* STATED PROBLEM 1 *
From the rows below, repeat everything from the line containing "Report the position of each instance of the nike swoosh" down to the line containing "[[362, 765]]", including both of those lines, character for character.

* QUOTED TEXT *
Fitting lmer() model help

Hello,

I am working on a project investigating how certain variables impact the effectiveness of mental health interventions. I ran a RCT with two interventions. DV's were measured pre and post intervention and IV's were measured once pre intervention.
DV's: Anxiety, Positive Affect, Negative Affect
IV's: Previous positive experience with intervention, Attitude towards intervention, Expectancy, Credibility, and Trait anxiety
I am using a linear mixed effect model to test this.

anxiety_model <- lmer(Anxiety2 ~ Intervention + Positive_Experience + Credibility
                      + Expectancy + Attitude + Trait_Anxiety + Anxiety1 + (1|PPT), DATA)

positive_model <- lmer(Positive_Affect_2 ~ Intervention + Positive_Experience + Credibility
                      + Expectancy + Attitude + Trait_Anxiety + Positive_Affect_1 + (1|PPT), DATA)

negative_model <- lmer(Negative_Affect_2 ~ Intervention + Positive_Experience + Credibility
                      + Expectancy + Attitude + Trait_Anxiety + Negative_Affect_1 + (1|PPT), DATA)

Negative_Affect_2 is negative affect measured after the intervention (DV), Negative_Affect_1 is the negative affect measured before the intervention. The same applies for anxiety and positive affect.

I have 68 participants in intervention 1 and 53 in intervention 2. I have left NAs in as I have read that the lmer() can handle missing data.

Intervention is a factor variable with levels 1 and 2. PPT (participant number) is a character variable.

I have never ran this type of model before, I am just posting to seek some help with this model as I am unfamiliar with it and want to understand where I am going wrong.

Questions:

  1. are my models fitted correctly?
  2. I keep getting warning messages concerning eigenvalues, can any give me advice on these?

* SUPPLIED RECORDS *
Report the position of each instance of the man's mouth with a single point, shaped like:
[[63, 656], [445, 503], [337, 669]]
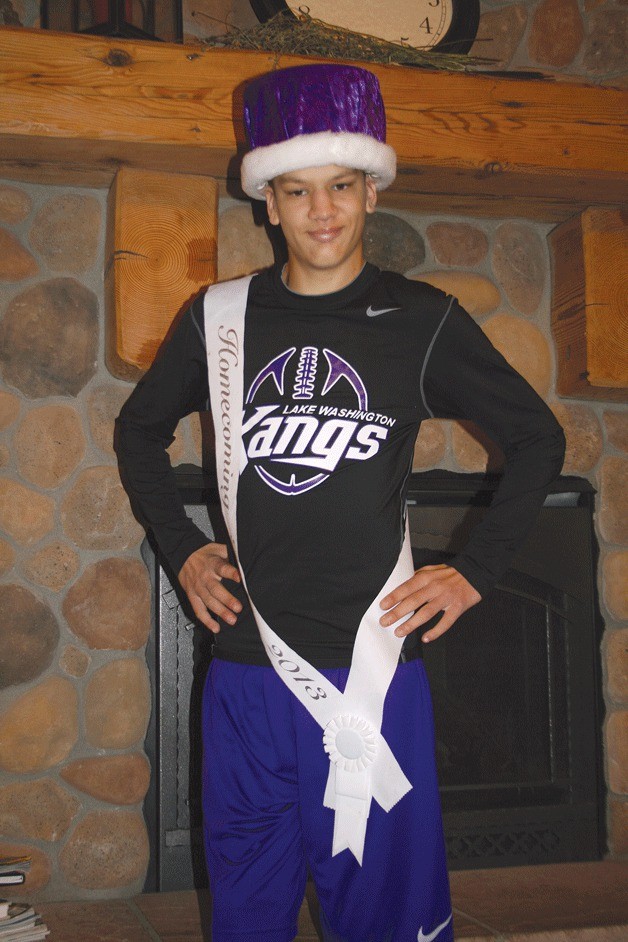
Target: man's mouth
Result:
[[325, 235]]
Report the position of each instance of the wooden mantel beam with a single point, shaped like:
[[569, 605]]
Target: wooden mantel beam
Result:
[[75, 108]]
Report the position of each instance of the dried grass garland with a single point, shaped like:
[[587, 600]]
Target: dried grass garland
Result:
[[302, 35]]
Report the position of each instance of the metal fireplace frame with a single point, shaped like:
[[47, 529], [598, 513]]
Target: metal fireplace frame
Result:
[[558, 818]]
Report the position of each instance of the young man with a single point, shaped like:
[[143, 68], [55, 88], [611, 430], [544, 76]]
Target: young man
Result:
[[318, 734]]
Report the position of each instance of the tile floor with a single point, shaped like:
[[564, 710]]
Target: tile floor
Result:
[[580, 902]]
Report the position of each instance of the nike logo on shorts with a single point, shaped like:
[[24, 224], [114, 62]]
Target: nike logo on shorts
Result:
[[386, 310], [421, 937]]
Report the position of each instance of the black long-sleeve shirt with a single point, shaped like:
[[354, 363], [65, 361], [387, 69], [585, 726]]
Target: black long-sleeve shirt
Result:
[[336, 387]]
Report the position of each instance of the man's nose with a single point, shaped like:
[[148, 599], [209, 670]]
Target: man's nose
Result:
[[322, 206]]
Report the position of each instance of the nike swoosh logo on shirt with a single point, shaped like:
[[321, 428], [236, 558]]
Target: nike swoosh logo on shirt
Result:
[[386, 310], [421, 937]]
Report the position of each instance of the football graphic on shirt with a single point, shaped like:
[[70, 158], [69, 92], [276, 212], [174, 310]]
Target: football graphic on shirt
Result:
[[295, 432]]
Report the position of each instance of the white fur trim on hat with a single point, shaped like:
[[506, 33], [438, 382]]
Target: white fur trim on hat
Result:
[[344, 148]]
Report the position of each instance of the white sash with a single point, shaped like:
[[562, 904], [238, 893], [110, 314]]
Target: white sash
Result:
[[362, 765]]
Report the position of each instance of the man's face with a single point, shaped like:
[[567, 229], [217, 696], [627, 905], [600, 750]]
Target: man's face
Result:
[[322, 211]]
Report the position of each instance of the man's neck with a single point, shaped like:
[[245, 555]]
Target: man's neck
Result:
[[313, 281]]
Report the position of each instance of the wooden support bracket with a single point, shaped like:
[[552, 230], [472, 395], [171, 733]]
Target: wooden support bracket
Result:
[[590, 304], [161, 252]]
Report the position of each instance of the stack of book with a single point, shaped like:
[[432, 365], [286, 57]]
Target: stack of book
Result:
[[18, 921]]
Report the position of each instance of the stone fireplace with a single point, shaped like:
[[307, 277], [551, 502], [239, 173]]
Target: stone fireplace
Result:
[[75, 700]]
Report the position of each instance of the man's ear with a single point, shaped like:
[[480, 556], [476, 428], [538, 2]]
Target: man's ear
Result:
[[371, 193], [271, 205]]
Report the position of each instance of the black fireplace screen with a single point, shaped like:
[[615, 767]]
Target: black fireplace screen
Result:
[[515, 685]]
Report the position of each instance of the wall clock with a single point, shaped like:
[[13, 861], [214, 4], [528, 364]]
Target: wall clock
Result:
[[450, 25]]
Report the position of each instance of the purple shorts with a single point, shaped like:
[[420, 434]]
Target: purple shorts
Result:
[[264, 776]]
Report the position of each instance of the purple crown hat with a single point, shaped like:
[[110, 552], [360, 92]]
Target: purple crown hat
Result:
[[311, 116]]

* STATED PROBLEM 2 *
List every IV named in the forum post about fitting an lmer() model.

* FULL OUTPUT 1 *
Report the position of each instance of the nike swoosh logo on shirt with a single point, shaped like:
[[321, 428], [236, 558]]
Target: nike swoosh logo on shirt
Result:
[[386, 310], [421, 937]]
Report the position of each instance of the football graphic on shirt with a single point, shaped like:
[[70, 158], [69, 92], [276, 212], [174, 310]]
Target: football graphic on shirt
Result:
[[295, 432]]
Report the position of each instance of the white fur trim on hat with a single point, shaped like:
[[506, 33], [438, 382]]
Target: white fur trim on hat
Result:
[[344, 148]]
Report the position of each instance of the white sash with a single point, shaped like:
[[562, 904], [238, 893], [110, 314]]
Target: white sash
Result:
[[362, 765]]

* FULL OUTPUT 2 *
- Previous positive experience with intervention
- Attitude towards intervention
- Expectancy
- Credibility
- Trait anxiety